◆ Stated goal:
Quote the lines below word for word, from the line containing "Task: Locate the long" through the last line, and nothing else.
## start Exercise input
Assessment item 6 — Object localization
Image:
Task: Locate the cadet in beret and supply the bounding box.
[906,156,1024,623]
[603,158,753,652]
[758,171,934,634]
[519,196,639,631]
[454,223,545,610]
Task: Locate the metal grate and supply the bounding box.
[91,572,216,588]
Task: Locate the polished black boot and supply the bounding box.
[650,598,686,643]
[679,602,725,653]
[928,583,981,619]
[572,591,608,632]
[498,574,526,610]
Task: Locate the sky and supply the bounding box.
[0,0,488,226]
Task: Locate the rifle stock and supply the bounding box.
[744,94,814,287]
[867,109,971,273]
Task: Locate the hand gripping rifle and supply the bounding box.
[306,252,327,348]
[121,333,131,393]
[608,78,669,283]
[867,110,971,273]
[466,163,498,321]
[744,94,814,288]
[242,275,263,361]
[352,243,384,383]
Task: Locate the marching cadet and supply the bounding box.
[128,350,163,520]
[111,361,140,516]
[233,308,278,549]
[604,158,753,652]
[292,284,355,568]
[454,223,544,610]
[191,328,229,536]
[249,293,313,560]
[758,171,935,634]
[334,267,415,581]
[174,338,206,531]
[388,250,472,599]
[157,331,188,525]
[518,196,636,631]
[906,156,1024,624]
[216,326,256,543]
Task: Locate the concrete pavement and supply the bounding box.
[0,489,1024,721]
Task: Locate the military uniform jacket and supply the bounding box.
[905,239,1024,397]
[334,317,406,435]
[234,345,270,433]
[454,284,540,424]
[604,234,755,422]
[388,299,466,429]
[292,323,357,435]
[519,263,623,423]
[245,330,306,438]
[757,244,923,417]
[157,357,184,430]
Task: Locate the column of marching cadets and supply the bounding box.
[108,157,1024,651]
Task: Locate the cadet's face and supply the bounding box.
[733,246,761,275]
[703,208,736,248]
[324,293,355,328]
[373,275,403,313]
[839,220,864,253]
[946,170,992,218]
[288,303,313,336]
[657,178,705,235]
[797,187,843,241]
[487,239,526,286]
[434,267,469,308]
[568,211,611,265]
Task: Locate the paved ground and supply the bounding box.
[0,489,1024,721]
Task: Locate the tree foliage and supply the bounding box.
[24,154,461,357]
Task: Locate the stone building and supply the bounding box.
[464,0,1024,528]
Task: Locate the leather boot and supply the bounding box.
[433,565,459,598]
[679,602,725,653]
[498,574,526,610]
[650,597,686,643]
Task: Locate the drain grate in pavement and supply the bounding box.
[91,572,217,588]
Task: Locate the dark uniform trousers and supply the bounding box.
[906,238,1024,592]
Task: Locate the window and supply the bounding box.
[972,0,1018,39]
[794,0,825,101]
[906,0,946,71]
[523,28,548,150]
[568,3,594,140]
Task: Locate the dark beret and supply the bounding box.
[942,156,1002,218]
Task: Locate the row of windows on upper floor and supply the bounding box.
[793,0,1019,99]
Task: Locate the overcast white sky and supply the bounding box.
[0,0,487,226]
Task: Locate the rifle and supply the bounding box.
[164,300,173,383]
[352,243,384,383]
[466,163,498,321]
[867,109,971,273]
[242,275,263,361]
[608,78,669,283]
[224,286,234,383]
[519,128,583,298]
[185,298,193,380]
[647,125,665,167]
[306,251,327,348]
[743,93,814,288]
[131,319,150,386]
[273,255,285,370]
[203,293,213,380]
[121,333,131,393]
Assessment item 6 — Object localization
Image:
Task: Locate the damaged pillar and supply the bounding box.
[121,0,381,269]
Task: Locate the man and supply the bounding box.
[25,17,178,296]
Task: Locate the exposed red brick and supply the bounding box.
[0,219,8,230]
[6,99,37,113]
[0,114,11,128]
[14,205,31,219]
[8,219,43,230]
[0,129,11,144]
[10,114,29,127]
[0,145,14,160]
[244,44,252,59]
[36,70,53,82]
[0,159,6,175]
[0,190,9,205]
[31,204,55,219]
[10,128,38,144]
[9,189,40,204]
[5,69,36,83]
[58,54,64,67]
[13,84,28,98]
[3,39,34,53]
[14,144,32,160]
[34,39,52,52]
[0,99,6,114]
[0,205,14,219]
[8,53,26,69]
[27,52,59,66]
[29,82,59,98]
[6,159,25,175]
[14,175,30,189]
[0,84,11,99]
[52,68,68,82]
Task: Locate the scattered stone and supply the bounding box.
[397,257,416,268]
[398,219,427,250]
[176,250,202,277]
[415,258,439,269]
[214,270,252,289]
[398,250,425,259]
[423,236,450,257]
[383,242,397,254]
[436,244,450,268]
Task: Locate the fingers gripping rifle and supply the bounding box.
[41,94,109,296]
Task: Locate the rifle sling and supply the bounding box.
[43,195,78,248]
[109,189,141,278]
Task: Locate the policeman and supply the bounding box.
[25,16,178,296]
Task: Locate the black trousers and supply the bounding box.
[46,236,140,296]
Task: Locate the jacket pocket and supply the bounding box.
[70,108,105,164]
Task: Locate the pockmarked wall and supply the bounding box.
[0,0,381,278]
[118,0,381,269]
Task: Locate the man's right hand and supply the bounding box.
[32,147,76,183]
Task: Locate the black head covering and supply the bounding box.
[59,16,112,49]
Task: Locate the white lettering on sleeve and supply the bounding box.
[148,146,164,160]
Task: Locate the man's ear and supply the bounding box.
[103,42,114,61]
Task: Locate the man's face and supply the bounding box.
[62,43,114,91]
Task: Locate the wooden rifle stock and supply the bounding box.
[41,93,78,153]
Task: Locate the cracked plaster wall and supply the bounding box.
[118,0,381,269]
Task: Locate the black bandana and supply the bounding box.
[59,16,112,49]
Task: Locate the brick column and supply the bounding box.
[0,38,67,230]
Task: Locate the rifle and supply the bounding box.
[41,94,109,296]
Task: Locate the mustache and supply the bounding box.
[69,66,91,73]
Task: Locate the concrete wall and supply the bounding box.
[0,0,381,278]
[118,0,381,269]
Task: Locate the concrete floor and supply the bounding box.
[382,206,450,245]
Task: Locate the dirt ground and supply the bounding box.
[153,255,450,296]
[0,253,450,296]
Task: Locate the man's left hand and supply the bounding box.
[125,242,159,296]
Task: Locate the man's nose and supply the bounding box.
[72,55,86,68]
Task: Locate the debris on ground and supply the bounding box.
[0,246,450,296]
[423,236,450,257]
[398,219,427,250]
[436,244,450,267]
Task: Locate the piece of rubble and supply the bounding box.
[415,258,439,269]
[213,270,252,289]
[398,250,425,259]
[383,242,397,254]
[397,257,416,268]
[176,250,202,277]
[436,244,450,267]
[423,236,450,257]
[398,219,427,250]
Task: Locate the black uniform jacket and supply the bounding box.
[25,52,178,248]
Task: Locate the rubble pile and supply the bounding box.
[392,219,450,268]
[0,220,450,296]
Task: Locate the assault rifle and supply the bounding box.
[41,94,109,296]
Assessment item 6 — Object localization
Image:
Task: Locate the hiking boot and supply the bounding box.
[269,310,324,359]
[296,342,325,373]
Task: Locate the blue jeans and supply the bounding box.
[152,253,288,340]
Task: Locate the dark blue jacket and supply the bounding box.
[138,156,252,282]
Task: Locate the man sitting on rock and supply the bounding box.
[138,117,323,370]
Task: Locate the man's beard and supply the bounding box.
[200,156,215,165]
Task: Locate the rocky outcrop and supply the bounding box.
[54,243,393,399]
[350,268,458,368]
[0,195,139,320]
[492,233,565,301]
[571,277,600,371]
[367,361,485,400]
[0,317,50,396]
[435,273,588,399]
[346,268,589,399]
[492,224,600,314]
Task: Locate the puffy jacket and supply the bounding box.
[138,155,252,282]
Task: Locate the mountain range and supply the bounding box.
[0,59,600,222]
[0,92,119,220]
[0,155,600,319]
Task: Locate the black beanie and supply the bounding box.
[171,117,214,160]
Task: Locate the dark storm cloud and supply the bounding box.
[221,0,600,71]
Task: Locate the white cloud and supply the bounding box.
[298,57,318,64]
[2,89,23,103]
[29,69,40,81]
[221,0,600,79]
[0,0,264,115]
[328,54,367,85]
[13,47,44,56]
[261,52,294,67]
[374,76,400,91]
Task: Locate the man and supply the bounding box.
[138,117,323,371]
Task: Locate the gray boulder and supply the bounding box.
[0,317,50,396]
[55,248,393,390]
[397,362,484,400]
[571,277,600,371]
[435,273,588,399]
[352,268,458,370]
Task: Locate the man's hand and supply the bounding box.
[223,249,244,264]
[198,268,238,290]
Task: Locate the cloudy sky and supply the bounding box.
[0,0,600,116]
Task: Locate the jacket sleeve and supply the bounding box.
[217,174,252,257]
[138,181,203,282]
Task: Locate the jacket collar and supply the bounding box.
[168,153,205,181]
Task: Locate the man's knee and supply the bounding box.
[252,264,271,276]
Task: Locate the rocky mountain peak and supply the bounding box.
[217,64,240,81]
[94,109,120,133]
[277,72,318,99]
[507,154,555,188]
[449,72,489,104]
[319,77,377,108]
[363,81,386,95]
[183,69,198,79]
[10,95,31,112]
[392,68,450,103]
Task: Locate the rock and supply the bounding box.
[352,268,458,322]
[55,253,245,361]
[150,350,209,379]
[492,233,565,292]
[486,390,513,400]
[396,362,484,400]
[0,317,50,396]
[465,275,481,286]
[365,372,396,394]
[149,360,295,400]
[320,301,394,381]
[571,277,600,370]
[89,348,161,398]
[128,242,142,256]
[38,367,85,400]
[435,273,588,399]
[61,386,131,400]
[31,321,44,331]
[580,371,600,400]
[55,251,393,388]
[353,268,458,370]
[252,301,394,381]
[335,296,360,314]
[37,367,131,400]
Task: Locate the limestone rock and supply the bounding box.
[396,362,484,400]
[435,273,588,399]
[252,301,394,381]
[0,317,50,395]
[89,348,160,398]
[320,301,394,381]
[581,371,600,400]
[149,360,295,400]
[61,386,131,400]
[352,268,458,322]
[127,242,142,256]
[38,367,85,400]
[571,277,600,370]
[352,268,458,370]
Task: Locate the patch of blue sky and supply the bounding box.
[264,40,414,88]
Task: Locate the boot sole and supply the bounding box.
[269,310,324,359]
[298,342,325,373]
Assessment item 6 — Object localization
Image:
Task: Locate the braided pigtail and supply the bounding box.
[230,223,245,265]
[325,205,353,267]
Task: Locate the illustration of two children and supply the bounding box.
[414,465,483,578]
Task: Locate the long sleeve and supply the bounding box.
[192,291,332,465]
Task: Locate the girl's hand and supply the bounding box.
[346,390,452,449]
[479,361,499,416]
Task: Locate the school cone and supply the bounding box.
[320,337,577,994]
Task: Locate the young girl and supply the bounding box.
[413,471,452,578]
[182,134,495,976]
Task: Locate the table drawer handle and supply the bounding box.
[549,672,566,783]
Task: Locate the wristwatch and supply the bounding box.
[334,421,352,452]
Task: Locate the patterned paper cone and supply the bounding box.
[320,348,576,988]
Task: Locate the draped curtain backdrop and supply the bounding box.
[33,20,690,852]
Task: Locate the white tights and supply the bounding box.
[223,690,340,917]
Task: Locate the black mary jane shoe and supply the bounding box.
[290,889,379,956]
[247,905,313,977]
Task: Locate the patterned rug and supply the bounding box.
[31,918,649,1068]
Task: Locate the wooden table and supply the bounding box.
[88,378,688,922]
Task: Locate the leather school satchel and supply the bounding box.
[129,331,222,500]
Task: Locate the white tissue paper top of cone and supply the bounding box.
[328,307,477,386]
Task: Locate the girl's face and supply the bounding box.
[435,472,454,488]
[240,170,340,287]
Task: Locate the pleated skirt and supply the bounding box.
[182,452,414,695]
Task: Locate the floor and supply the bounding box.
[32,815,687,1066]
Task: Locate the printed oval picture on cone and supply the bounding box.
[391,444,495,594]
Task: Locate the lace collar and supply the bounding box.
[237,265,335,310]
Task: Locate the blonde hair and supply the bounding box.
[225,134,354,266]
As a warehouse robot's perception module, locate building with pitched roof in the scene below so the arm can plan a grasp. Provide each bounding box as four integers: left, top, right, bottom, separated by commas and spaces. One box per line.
## end Exercise input
◆ Task response:
Task: Locate the long sleeve and supply the bounding box.
[192,291,332,465]
Task: Locate the girl's hand and supply the bounding box.
[346,390,452,449]
[479,361,499,416]
Task: Locate the school cone and supply the bounding box.
[320,337,577,994]
Task: Locate the young girl and supply the bounding box.
[413,471,452,578]
[182,134,495,976]
Task: Locate the table drawer handle and supply the bounding box.
[549,672,566,783]
Task: Locate the wristwatch and supply the bounding box.
[334,421,352,452]
Task: Locate the patterned paper cone and supply the bounding box.
[320,348,576,988]
Task: Locate the draped curtain backdrop and supply the bounding box.
[33,20,690,852]
Task: Locate the white tights and supply the bounding box.
[223,690,340,917]
Task: Locate the black mary jane shoe and supply the bounding box.
[290,889,379,956]
[247,905,313,977]
Task: Locate the patterned rug and supply the bounding box.
[31,918,649,1068]
Task: Locate the wooden table and supply the bounding box.
[88,378,688,922]
Task: Locate the leather school satchel and supply the bounding box.
[129,331,222,500]
Task: Locate the white tissue paper top of cone and supply the bounding box.
[328,307,477,386]
Task: Locate the girl's face and supply the bounding box.
[435,472,454,488]
[240,170,340,287]
Task: Locate the pleated skirt and supply the bounding box.
[182,452,414,695]
Task: Locate the floor and supply the bounding box.
[32,815,687,1066]
Task: Locate the printed oval picture on cone and supply the bounding box.
[391,444,495,594]
Task: Locate the lace collar and supply the bounding box.
[237,265,335,310]
Task: Locate the blonde hair and supply the bounding box.
[225,134,354,266]
As a warehouse robot's perception module, locate building with pitched roof in the scene below so the arm can plan a grasp. Provide each bounding box as four integers: left, top, right, bottom, separated by commas and spaces. One box per line.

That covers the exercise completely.